■ **DIRECTIVE**:
Rewrite the data below, changing each occurrence of "masks" to "outlines" and keeping everything else the same.
═════ INPUT ROWS ═════
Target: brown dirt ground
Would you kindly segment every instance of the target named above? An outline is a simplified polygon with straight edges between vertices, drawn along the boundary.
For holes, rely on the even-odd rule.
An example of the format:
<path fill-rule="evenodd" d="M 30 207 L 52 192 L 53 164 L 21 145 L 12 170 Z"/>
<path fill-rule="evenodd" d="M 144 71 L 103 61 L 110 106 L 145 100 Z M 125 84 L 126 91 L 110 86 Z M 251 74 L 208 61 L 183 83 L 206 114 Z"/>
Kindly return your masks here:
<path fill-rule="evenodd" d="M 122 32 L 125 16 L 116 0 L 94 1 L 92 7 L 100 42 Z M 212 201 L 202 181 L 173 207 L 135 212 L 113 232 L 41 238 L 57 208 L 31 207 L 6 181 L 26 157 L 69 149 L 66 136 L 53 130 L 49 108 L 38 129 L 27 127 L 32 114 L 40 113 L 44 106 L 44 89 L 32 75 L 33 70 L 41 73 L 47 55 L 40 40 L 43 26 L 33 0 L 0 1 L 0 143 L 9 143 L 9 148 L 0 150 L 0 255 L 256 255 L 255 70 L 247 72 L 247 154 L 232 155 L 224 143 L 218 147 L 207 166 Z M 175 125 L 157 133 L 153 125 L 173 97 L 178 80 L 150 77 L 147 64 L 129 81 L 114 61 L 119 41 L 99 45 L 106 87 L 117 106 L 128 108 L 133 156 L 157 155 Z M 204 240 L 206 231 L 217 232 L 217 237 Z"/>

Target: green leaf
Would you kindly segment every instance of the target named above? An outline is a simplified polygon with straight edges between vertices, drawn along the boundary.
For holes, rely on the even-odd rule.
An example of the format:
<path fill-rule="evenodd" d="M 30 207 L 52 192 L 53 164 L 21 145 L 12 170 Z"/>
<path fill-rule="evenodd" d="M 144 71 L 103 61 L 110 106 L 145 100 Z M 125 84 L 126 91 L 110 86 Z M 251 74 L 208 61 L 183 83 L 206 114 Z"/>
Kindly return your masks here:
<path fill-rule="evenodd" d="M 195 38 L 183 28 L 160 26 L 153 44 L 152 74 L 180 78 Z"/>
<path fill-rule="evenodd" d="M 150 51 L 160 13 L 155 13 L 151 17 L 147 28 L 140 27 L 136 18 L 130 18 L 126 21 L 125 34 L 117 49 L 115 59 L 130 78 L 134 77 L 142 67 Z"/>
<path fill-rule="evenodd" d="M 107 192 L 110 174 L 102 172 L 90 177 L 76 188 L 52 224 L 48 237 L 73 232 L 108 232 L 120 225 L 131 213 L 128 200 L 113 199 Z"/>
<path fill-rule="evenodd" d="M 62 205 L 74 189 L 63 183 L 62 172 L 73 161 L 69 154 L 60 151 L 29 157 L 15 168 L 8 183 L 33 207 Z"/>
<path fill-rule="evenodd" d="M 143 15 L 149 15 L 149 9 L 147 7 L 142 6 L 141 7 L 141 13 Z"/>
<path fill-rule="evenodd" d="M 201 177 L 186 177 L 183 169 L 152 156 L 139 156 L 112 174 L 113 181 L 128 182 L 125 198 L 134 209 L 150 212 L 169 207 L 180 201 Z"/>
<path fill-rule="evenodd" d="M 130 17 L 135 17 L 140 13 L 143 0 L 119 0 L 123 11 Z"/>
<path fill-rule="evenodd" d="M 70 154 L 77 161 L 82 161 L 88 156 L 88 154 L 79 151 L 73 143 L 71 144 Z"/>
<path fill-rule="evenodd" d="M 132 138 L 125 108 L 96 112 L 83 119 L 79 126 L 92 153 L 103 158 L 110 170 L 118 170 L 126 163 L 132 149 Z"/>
═════
■ **REPLY TO THE EXERCISE**:
Target: brown dirt ground
Would you kindly segment every instance of the target named above? An outline is a simplified polygon with straight edges between vertices, drawn along the boundary.
For holes, rely on the even-odd rule.
An example of the format:
<path fill-rule="evenodd" d="M 30 207 L 52 192 L 53 164 L 21 145 L 12 170 Z"/>
<path fill-rule="evenodd" d="M 144 71 L 103 61 L 110 106 L 145 100 Z M 125 84 L 126 91 L 110 86 Z M 251 74 L 208 61 L 183 83 L 206 114 Z"/>
Kindly return your outlines here:
<path fill-rule="evenodd" d="M 122 32 L 125 16 L 116 0 L 94 1 L 92 7 L 100 42 Z M 212 201 L 202 181 L 173 207 L 135 212 L 113 232 L 41 238 L 57 208 L 31 207 L 6 181 L 26 157 L 69 149 L 66 136 L 53 130 L 49 108 L 38 129 L 27 127 L 32 114 L 40 113 L 44 106 L 44 89 L 32 75 L 33 70 L 41 73 L 47 55 L 40 40 L 43 26 L 33 0 L 0 1 L 0 143 L 9 143 L 9 148 L 0 150 L 0 255 L 256 255 L 255 70 L 247 72 L 247 154 L 232 155 L 224 143 L 218 147 L 207 166 Z M 175 125 L 157 133 L 153 125 L 173 97 L 178 80 L 150 77 L 147 64 L 129 81 L 114 61 L 119 41 L 99 45 L 106 87 L 117 106 L 128 108 L 133 156 L 157 155 Z M 204 240 L 206 231 L 217 232 L 217 237 Z"/>

Target: green leaf
Would you kindly segment every instance of the target named above? An outline is a simplified polygon with straight edges between vertices, drawn along the boundary.
For holes, rely on the even-odd rule.
An example of the format:
<path fill-rule="evenodd" d="M 30 207 L 52 192 L 53 164 L 21 145 L 12 170 Z"/>
<path fill-rule="evenodd" d="M 144 71 L 103 61 L 110 106 L 145 100 Z M 125 84 L 126 91 L 110 86 Z M 251 74 L 208 61 L 183 83 L 206 114 Z"/>
Kindly return your outlines here:
<path fill-rule="evenodd" d="M 195 38 L 183 28 L 160 26 L 153 44 L 152 74 L 180 78 Z"/>
<path fill-rule="evenodd" d="M 150 51 L 160 13 L 155 13 L 151 17 L 147 28 L 140 27 L 136 18 L 130 18 L 126 21 L 125 34 L 117 49 L 115 59 L 130 78 L 134 77 L 142 67 Z"/>
<path fill-rule="evenodd" d="M 107 192 L 110 174 L 102 172 L 90 177 L 76 188 L 52 224 L 48 237 L 73 232 L 108 232 L 120 225 L 131 213 L 128 200 L 113 199 Z"/>
<path fill-rule="evenodd" d="M 62 205 L 74 189 L 63 183 L 62 172 L 73 161 L 69 154 L 60 151 L 29 157 L 15 168 L 8 183 L 33 207 Z"/>
<path fill-rule="evenodd" d="M 143 15 L 149 15 L 149 9 L 147 7 L 142 6 L 141 7 L 141 13 Z"/>
<path fill-rule="evenodd" d="M 201 177 L 186 177 L 183 169 L 152 156 L 139 156 L 112 174 L 113 181 L 128 182 L 125 198 L 134 209 L 150 212 L 169 207 L 180 201 Z"/>
<path fill-rule="evenodd" d="M 130 17 L 135 17 L 140 13 L 143 0 L 119 0 L 123 11 Z"/>
<path fill-rule="evenodd" d="M 70 154 L 77 161 L 82 161 L 88 156 L 88 154 L 79 151 L 73 143 L 71 144 Z"/>
<path fill-rule="evenodd" d="M 132 138 L 125 108 L 96 112 L 83 119 L 79 126 L 92 153 L 103 158 L 110 170 L 118 170 L 126 163 L 132 149 Z"/>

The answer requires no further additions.